Assigned task
The entries must be repeated verbatim, and their images left out.

Region pointing data
↓↓↓

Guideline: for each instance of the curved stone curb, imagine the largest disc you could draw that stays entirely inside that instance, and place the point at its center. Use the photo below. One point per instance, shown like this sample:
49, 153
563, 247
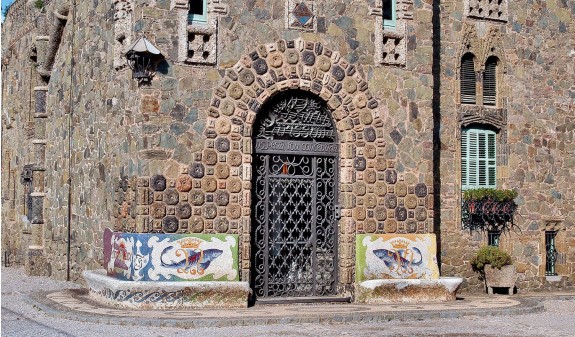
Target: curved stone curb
72, 304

↑↑↑

Response below
Guideline: for each instance of the curved stone curb, imagine the largest disc you could draw that stays entirely inside that instance, and place the point at its center. Use the photo below. One point per instance, shown like this sample:
49, 153
563, 247
Target: curved stone curb
72, 304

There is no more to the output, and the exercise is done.